* WORK INSTRUCTIONS *
1. Answer these questions from the passage on radial meniscal tears.
(a) In what year did Nakata report the hybrid fixation technique?
(b) In Nakata's report, what percentage of meniscal tears were completely healed at second-look arthroscopy?
(c) How old was the man in the case report that James presented?
2. Write out the stretch of the passage on radial meniscal tears from "In 2015, James" through "vertical meniscal tears.", word for word.

* READING PASSAGE *
2019 AJSM

Complete radial tears of the medial meniscus have been functionally described as being similar to a total meniscectomy, and they represent a challenging problem to treat. Without treatment, radial tears of the medial meniscus can lead to rapid joint degeneration. Historically, radial tears were treated with partial or total meniscectomy, but many younger patients reported continued symptoms from joint overload and early knee arthritis. This patient population often needed further procedures, which ranged from meniscal transplantation as a salvage procedure to delay joint deterioration to early total knee replacement. With the unpredictable outcomes and high reoperation rates published for radial meniscal tear resection, a renewed push for repair of radial meniscal tears has emerged.

Historical techniques for the repair of radial meniscal tears involve either an all-inside horizontal mattress repair or an inside-out repair with single, double, or crossed horizontal mattress sutures. However, consistent healing of radial meniscal repairs with these techniques has not been found. A review of the biomechanical testing of these techniques suggests the need for novel repair techniques to improve the repair construct strength.

Two novel repair techniques for radial meniscal tears were recently reported in the literature. In 2012, Nakata reported on a novel technique for repair of radial meniscal tears that involved hybrid fixation, consisting of a configuration of vertical and horizontal mattress sutures across the radial tear site. In summary, the authors’ technique involves first placing nonabsorbable 2-0 vertical mat- tress sutures parallel to the radial tear site via an inside-out fashion. Next, 3 or 4 horizontal mattress sutures are placed perpendicular to, and over the top of, the vertical sutures to approximate the tear edges. At a mean follow-up of 18 months, 89% of patients were free from knee catching, locking, pain, or swelling. Second-look arthroscopy was performed at a mean 9 months after meniscal repair, and the authors reported that 66% of meniscal tears were completely healed, 28% were partially healed, and 7% failed.

In 2015, James presented a novel technique consisting of an inside-out horizontal mattress suture repair construct augmented with a 2-tunnel transtibial fixation to repair and anatomically reduce a radial meniscal tear. The authors presented a case report of a 29-year-old man who, at second-look arthroscopy, was confirmed to have complete healing of the entire radial meniscal tear. A follow-up study showed that this novel 2-tunnel technique was biomechanically superior to the traditional inside-out horizontal mattress suture repair technique. Clinical follow-up data on 27 patients treated with this technique reported comparable results between the 2-tunnel technique for repair of radial meniscal tears and inside-out repairs of vertical meniscal tears.

(Referring expression pointing data)
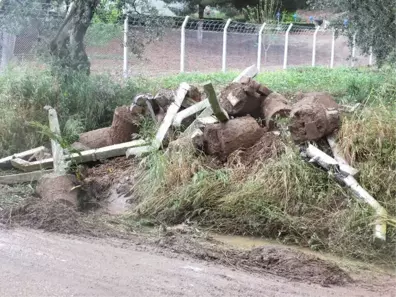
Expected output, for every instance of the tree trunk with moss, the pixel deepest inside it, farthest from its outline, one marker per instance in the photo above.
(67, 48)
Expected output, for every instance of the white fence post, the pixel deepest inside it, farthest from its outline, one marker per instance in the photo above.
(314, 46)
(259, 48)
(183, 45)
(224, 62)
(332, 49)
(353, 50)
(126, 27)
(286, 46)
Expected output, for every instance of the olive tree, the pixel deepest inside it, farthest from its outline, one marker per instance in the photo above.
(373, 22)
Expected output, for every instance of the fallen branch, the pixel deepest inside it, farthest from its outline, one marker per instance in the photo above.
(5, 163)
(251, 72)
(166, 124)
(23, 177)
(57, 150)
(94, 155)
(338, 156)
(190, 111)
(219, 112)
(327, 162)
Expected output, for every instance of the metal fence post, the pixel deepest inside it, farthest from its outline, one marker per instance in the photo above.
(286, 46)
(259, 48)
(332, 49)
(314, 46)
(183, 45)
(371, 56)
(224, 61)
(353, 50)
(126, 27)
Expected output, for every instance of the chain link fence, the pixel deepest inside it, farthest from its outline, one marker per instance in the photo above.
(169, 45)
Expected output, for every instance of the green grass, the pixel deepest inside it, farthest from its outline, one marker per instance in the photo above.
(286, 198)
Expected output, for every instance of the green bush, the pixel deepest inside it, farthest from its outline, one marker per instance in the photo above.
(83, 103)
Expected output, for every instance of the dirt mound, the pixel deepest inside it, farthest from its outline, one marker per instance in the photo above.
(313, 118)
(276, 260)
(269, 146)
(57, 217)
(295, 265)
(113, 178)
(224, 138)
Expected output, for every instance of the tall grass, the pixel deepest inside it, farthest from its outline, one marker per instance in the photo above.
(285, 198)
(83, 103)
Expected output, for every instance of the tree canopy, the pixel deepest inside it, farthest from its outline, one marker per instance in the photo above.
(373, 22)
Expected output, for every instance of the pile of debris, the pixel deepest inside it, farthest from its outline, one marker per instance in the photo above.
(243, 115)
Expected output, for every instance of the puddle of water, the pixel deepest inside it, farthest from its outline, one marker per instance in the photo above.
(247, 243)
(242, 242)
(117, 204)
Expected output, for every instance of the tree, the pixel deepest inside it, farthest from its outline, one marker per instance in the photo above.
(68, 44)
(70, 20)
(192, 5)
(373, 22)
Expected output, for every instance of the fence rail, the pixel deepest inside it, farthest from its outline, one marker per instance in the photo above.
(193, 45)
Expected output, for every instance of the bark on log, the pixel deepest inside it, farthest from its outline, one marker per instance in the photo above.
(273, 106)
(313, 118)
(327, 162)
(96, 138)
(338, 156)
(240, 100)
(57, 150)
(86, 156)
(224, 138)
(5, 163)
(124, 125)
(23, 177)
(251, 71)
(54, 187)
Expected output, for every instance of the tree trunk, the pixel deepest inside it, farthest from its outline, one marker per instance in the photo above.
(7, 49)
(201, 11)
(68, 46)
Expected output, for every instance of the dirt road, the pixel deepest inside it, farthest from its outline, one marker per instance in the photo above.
* * *
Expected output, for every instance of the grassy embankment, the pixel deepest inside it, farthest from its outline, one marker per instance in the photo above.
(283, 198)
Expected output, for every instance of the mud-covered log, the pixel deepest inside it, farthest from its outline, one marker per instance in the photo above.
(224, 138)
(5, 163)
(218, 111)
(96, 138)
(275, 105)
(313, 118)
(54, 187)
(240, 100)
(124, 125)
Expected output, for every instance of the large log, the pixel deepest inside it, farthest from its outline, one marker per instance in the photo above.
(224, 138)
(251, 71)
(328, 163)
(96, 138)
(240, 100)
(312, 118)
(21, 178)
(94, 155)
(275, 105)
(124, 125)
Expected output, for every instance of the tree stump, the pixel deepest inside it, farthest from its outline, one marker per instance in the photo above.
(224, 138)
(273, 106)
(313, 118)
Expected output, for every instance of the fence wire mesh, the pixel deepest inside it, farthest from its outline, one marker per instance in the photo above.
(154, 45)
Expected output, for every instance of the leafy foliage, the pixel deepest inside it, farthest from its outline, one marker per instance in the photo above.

* ANSWERS FOR THE TASKS *
1.
(a) 2012
(b) 66%
(c) 29 years old

2.
In 2015, James presented a novel technique consisting of an inside-out horizontal mattress suture repair construct augmented with a 2-tunnel transtibial fixation to repair and anatomically reduce a radial meniscal tear. The authors presented a case report of a 29-year-old man who, at second-look arthroscopy, was confirmed to have complete healing of the entire radial meniscal tear. A follow-up study showed that this novel 2-tunnel technique was biomechanically superior to the traditional inside-out horizontal mattress suture repair technique. Clinical follow-up data on 27 patients treated with this technique reported comparable results between the 2-tunnel technique for repair of radial meniscal tears and inside-out repairs of vertical meniscal tears.